• **Exercise**
Quote the forum thread below word for word, between "Well round one" and "armed with bolter)", inclusive.

I was waiting to see an Imperial Guard combined squad of 100 Conscripts. :laugh: Oh well.

EDIT: If this had been 300pts I think all Necron players would know what they'd take. *evil grin*


----------



## mynameisgrax (Sep 25, 2009)

Sorry everyone...I...I just couldn't not take it. 

Good luck ^_^


----------



## Minizke1 (Feb 7, 2010)

Samules said:


> Sorry, It WAS up here for a week though. Should I PM you next time?


Nah, I'm not actually upset. If you did though I'd be absolutely thrilled.


----------



## Grokfog (May 4, 2009)

mynameisgrax said:


> Sorry everyone...I...I just couldn't not take it.
> 
> Good luck ^_^


Its ok Grax, we'll just be content in the knowledge that there's a special circle of hell reserved for cheesy toy soldier players :biggrin:


----------



## Samules (Oct 13, 2010)

Well round one results are up! (P.S. when I say "Up by monday I mean, unless our house catches on fire I will have it up by then at the very latest.)

Jaysen
Blood Angel devastator squad
-5 marines
-3 plasma cannons
-1 multimelta
-1 powerfist on sergeant (also armed with bolter)
Vs
Dawnstar
29 Shoota Boys w/ 2 Rokkit Launcha's
1 Nob w/ Power Claw, Rokkit Launcha and Bosspole

The Angels do not succumb to the black rage and open fire with 7 plasma cannon hits, 1 multi-melta hit and eight bolter hits. 8 orks are vaporized and 3 get shot to death. The boyz step up and hit with 2 rokkits and 11 shoota shots. Four Regular marines and the multi-melta go down. They make their leadership and rally just in time to be hit by a wall of green muscle. One ork eats a plasma cannon to the face before the Angels are pounded into a new tea set for the warboss.

Dawnstar moves on.

ckcrawford
Great Unclean One
-Breath of Chaos
-Aura of Decay
-Cloud of Flies
-unholy might
-instrument of chaos
Vs
Grokfrog
5 Legion of the Damnned
-Plasma Pistol
-Power Weapon
-Meltagun
-Heavy Flamer

The disgusting mass of rotting flesh waddles forward and belches upon the cursed marines. One standard marine is wilted away by the evil gas. The Daemonic aura absorbs all return fire except a single bolter shell wich strikes the thing in its bulbous chest. The GUO shambles into battle and munches the heavy flamer. The marines make their fearless test and back off to open fire again and knock another wound off with the bolter. The noxious breath does nothing to the aura of power surrounding the marines and the shambling chase continues. The sergeant deals a wound to the blob leaving it at one left! The squad is then eaten by the mass of unholy noxious blubber.

• **Provided information**
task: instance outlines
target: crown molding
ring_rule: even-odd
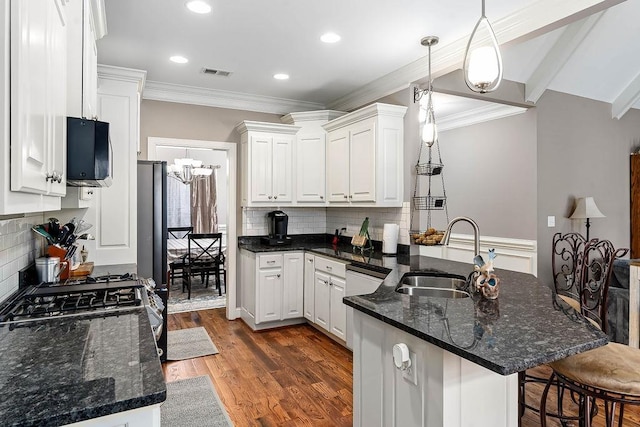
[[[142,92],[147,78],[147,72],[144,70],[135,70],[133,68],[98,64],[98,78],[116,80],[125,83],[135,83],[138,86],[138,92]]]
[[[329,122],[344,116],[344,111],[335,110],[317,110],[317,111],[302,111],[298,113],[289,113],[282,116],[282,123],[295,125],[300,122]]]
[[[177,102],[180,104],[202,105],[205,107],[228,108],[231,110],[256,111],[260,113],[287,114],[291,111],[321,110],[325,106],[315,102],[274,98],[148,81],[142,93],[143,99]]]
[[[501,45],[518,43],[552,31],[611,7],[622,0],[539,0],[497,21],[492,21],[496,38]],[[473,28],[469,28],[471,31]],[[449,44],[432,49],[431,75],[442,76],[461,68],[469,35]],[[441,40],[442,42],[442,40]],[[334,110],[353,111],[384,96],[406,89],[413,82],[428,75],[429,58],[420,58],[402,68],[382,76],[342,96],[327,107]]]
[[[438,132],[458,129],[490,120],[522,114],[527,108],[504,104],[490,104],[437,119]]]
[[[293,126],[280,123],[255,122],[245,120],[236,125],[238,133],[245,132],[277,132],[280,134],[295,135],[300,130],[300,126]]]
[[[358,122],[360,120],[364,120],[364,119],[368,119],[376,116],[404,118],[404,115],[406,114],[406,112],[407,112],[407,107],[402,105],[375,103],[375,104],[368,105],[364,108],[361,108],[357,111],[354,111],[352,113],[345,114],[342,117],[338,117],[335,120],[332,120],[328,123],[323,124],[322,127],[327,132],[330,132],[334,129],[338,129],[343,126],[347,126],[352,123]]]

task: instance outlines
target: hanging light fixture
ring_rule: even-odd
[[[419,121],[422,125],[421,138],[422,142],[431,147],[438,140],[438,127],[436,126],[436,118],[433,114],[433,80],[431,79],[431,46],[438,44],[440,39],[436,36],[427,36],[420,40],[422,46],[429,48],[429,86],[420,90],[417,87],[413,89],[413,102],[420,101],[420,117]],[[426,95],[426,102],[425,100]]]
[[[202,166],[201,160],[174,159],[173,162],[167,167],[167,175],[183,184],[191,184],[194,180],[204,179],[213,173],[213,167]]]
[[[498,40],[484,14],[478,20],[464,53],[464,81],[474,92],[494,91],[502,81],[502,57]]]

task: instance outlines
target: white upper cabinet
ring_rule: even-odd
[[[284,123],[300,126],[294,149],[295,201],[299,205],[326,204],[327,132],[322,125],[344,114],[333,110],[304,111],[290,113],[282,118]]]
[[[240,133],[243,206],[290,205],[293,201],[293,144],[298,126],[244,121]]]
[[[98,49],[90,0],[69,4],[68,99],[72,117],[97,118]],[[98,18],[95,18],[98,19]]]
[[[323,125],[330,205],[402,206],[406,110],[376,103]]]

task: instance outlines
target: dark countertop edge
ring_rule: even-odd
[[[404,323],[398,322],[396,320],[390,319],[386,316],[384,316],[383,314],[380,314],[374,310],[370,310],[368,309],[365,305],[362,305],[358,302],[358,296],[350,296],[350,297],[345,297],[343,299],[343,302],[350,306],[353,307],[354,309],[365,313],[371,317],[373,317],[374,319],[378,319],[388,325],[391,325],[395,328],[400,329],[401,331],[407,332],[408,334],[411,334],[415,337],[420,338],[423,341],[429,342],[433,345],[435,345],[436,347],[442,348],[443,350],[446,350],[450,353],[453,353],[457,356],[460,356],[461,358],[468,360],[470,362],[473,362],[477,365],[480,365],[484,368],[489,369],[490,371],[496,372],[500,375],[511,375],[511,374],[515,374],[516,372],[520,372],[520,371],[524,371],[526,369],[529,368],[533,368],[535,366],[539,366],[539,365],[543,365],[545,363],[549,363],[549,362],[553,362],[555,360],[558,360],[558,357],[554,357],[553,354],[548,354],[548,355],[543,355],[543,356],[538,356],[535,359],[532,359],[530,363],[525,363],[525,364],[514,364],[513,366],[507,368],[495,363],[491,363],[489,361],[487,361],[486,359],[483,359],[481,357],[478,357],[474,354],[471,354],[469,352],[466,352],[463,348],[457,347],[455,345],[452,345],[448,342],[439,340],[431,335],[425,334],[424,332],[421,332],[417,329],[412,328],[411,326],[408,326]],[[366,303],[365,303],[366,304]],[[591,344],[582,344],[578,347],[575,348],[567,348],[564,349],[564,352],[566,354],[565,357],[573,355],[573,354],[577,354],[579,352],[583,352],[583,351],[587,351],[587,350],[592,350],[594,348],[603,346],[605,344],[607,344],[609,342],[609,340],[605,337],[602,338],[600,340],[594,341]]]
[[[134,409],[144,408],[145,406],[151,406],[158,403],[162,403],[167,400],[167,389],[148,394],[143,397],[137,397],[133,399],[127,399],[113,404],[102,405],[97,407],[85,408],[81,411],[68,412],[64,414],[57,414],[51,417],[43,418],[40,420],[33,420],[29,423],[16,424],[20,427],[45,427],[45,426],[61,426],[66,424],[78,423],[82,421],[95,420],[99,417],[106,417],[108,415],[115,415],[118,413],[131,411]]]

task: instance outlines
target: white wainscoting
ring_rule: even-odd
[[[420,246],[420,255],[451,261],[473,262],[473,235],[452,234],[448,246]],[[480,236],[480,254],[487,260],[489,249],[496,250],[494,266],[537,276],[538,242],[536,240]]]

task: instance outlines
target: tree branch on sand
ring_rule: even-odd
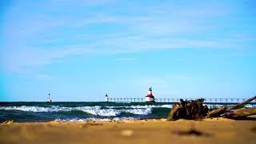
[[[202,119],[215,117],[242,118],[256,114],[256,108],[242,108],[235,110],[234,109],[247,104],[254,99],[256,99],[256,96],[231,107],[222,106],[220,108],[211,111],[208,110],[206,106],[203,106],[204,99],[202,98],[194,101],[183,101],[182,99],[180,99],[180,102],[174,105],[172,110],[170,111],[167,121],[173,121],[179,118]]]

* * *

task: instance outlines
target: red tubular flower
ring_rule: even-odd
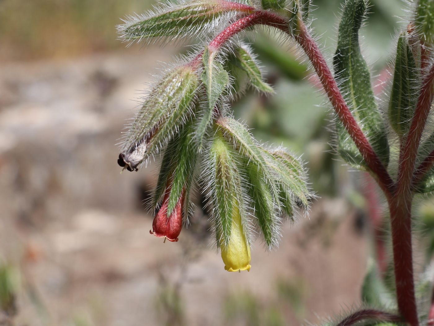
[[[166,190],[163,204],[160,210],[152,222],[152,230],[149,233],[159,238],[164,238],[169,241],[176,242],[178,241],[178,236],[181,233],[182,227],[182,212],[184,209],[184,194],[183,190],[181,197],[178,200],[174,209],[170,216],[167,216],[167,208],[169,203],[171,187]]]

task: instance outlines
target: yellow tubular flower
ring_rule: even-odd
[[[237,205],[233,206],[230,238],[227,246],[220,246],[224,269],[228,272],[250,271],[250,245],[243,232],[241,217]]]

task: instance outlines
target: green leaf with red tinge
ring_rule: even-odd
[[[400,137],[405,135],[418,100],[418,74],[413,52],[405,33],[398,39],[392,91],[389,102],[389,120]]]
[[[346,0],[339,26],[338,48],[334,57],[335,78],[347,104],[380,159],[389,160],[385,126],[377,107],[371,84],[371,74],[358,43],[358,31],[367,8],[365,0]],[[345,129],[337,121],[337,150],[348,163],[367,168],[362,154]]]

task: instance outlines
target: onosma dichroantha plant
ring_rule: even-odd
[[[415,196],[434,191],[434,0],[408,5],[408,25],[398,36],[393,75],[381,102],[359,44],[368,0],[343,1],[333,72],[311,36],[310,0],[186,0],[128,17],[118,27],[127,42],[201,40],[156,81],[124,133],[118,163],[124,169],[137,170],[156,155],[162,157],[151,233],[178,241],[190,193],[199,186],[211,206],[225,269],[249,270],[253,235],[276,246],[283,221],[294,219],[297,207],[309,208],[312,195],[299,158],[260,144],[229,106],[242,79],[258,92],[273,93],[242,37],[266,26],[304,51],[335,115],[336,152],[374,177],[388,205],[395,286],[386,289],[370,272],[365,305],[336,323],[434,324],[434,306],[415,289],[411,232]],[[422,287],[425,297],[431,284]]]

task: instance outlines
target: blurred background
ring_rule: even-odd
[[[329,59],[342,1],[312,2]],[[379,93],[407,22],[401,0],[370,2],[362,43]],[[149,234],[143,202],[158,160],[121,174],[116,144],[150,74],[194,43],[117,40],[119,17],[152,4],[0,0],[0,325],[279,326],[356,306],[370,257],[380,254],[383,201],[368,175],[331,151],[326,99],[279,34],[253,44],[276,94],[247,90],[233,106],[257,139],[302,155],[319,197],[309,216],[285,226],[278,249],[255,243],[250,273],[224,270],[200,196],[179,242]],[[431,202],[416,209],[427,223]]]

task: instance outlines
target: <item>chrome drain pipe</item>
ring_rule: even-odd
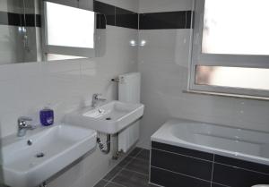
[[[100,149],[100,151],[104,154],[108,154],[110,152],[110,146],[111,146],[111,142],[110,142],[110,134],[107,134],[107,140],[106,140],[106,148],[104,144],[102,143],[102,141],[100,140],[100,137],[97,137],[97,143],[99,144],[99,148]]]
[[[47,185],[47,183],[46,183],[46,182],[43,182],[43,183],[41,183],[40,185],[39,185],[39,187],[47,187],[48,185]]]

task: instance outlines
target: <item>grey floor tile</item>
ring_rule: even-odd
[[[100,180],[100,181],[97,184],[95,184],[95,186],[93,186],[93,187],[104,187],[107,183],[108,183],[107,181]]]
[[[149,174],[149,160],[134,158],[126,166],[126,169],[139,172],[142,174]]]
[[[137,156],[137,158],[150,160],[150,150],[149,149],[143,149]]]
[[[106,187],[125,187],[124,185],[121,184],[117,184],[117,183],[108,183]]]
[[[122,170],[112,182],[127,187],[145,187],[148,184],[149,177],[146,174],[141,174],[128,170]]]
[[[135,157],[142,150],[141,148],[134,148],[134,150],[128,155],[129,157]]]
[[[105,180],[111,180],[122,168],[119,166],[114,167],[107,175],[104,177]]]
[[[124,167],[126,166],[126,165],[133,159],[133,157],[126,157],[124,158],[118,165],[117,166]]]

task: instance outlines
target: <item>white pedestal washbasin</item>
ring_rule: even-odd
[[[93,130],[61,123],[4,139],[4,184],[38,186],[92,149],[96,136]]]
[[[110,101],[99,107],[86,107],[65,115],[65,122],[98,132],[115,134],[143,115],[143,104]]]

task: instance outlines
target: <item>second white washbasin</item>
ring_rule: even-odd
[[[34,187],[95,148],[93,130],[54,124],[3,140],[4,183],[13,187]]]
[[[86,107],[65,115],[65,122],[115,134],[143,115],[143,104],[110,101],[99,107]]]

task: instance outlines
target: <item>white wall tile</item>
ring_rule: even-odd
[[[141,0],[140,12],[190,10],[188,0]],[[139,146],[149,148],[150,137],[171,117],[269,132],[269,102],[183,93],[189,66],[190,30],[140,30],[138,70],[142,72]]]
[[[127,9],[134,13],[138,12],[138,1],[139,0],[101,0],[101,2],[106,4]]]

* * *

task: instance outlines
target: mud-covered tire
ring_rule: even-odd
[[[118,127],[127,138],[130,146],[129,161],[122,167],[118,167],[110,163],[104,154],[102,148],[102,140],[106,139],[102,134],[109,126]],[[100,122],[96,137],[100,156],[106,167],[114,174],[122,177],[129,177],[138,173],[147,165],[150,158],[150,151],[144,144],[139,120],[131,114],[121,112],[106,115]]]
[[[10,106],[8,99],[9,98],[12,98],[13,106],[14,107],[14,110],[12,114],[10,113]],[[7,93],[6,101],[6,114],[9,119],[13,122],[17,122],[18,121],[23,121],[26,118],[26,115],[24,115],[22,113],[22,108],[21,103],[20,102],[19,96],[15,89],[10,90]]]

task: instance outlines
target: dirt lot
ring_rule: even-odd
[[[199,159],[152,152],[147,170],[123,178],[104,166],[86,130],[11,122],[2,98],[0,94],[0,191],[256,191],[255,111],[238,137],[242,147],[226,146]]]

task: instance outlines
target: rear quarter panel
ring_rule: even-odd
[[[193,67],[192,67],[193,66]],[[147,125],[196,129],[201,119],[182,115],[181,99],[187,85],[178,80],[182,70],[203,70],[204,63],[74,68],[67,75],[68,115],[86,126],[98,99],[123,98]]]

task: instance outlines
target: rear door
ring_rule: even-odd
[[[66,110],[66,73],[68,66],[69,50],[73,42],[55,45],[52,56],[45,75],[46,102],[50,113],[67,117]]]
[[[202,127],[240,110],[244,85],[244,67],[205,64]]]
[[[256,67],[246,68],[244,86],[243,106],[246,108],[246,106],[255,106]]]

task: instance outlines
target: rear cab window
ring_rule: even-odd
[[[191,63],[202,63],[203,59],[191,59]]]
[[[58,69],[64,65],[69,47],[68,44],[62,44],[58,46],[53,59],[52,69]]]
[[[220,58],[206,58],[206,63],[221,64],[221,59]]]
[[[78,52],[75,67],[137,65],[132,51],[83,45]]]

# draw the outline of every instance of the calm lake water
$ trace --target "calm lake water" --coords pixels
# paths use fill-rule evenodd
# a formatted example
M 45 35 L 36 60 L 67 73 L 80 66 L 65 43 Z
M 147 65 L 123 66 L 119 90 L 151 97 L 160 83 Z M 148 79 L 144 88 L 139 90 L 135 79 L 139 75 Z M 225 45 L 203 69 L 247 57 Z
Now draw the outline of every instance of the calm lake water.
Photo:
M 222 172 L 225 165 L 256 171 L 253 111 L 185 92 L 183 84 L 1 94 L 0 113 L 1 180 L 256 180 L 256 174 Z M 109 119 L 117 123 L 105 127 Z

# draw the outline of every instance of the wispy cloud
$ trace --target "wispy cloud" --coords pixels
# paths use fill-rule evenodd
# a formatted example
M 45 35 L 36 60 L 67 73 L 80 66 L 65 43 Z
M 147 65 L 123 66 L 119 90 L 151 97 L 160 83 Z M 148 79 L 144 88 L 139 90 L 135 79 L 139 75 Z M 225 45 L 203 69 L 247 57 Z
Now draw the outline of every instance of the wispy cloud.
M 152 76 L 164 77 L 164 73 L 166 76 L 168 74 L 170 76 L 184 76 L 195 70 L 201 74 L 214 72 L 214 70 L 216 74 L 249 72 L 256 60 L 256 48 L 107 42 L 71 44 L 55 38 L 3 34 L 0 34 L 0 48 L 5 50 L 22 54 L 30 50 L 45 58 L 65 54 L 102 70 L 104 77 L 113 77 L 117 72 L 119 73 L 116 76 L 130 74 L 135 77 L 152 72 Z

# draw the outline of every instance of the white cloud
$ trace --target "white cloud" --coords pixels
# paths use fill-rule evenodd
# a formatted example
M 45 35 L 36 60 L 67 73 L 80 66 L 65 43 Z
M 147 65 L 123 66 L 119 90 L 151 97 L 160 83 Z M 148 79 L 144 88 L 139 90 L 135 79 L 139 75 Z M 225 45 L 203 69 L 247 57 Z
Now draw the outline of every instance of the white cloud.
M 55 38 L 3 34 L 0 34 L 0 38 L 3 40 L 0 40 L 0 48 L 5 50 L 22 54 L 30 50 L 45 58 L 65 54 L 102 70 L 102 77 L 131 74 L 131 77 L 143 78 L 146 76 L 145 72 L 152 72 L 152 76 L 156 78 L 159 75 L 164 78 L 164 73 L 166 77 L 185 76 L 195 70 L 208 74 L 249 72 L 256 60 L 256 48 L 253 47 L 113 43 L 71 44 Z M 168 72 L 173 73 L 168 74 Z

• **Answer to the problem**
Well round one results are up! (P.S. when I say "Up by monday I mean, unless our house catches on fire I will have it up by then at the very latest.)

Jaysen
Blood Angel devastator squad
-5 marines
-3 plasma cannons
-1 multimelta
-1 powerfist on sergeant (also armed with bolter)